== Task requirements ==
Locate the line that contains "the wooden beach" in the entries below. Retype it and all following lines through the final one, character for character.

== Records to use ==
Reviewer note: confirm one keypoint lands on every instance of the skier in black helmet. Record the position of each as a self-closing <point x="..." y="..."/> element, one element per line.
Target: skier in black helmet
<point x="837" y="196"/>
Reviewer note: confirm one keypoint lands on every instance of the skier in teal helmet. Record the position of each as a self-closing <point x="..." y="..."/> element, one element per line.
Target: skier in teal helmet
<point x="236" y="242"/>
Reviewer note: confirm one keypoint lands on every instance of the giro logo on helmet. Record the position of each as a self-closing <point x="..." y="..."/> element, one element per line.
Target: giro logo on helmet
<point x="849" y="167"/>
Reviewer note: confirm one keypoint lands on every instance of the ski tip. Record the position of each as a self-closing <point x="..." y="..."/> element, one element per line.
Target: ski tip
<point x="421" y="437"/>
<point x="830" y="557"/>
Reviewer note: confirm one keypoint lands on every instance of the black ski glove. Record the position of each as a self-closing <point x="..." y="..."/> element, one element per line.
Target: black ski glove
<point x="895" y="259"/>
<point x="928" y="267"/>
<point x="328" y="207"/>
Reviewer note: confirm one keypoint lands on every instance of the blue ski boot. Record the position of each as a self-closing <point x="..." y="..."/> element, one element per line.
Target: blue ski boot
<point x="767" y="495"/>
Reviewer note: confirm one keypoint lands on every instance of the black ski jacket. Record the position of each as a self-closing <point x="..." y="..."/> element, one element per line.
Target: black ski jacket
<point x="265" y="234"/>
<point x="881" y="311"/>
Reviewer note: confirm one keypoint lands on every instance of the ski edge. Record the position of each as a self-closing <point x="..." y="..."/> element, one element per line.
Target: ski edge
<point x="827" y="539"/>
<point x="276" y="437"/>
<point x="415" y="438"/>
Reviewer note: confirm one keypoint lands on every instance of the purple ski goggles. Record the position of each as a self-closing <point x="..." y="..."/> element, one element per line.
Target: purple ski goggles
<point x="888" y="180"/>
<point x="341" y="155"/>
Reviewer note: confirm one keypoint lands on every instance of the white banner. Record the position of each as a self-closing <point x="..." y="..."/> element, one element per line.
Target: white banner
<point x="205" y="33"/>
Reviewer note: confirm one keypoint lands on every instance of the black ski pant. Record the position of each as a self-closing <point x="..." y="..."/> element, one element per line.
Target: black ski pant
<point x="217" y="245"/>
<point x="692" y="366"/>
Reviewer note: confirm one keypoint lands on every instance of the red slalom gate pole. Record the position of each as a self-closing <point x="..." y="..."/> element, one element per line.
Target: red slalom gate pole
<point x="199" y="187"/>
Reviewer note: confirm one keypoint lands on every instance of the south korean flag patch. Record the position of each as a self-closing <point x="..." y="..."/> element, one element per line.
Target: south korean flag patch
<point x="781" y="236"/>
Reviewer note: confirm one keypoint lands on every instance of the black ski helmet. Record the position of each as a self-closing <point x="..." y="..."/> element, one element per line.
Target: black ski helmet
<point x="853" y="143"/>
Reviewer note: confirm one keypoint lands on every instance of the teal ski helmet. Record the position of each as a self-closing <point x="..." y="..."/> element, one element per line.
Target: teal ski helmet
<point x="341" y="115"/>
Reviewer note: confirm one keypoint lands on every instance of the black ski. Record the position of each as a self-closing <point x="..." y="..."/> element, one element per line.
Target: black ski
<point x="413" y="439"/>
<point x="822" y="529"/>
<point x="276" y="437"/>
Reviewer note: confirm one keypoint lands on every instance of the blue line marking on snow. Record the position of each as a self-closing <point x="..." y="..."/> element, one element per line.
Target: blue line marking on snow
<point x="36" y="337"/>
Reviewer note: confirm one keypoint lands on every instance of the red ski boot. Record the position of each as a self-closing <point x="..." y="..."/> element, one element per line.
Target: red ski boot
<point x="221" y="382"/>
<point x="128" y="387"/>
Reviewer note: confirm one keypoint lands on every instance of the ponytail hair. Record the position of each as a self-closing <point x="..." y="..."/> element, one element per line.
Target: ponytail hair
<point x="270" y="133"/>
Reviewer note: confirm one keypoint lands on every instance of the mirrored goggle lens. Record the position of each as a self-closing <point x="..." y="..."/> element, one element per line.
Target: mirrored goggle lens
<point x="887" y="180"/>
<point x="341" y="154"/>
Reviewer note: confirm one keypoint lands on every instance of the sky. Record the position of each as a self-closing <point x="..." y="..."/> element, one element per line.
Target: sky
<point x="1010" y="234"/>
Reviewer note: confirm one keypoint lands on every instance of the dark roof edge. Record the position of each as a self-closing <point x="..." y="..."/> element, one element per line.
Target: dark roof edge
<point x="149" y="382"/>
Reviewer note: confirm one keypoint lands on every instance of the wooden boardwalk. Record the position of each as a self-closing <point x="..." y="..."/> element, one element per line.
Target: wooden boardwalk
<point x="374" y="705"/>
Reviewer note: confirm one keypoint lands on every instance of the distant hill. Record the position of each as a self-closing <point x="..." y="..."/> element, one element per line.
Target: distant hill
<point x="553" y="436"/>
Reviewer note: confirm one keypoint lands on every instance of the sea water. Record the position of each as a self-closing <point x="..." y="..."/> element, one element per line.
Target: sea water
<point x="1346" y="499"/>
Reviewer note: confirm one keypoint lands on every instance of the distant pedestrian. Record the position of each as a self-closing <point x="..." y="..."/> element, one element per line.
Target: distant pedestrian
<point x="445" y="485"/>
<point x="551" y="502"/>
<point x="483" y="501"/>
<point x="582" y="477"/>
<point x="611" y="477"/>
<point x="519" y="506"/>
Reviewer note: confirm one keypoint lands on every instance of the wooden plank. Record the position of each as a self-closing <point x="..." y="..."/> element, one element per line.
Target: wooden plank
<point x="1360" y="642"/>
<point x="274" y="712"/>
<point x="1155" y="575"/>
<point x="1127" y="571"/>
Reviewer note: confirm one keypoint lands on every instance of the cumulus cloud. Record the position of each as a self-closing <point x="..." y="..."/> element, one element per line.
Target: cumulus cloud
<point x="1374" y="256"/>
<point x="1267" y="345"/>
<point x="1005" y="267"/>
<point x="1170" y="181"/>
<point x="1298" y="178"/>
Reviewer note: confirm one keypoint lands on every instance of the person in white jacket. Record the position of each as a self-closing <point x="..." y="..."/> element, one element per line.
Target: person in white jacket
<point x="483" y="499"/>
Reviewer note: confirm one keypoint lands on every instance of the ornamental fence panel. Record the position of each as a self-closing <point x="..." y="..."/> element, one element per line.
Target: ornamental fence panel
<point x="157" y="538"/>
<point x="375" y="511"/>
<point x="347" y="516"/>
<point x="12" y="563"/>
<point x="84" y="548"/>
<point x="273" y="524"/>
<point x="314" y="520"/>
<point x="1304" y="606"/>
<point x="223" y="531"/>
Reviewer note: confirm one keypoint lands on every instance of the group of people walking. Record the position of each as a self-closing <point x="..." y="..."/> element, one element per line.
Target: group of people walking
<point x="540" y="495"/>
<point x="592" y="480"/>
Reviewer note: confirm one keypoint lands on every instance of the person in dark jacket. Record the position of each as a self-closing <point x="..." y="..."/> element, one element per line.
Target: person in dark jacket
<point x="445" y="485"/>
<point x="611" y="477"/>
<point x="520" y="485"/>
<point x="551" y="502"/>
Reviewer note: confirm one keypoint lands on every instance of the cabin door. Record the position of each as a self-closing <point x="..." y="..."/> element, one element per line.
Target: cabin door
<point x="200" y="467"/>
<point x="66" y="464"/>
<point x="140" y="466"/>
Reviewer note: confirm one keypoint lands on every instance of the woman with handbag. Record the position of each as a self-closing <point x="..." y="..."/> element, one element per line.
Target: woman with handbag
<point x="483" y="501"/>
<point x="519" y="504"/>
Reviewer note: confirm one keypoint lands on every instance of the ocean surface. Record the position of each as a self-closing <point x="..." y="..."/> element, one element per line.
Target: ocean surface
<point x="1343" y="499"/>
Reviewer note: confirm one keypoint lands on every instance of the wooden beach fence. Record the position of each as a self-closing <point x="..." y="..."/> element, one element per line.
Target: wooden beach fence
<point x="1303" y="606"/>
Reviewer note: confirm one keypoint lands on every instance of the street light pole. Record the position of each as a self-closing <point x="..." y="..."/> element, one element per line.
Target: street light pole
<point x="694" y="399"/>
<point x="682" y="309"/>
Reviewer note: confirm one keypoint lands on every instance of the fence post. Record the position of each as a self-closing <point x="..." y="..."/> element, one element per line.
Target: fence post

== Worked solution ==
Reviewer note: confirm one keypoint lands on every instance of the wooden beach fence. Record the position of each as a self-closing <point x="..." y="..."/> element, one element per line.
Target: wooden beach fence
<point x="1303" y="606"/>
Reviewer note: confirm one keypoint lands on every instance of the street light pole. Record the position of each as a self-closing <point x="..." y="..."/> element, one element per line.
Target: street light pole
<point x="694" y="399"/>
<point x="682" y="309"/>
Reviewer note: confirm one keypoint lands on every instance of the fence post. Record the position of each as a self-closing <point x="..." y="..."/> element, one element per line.
Target: fence post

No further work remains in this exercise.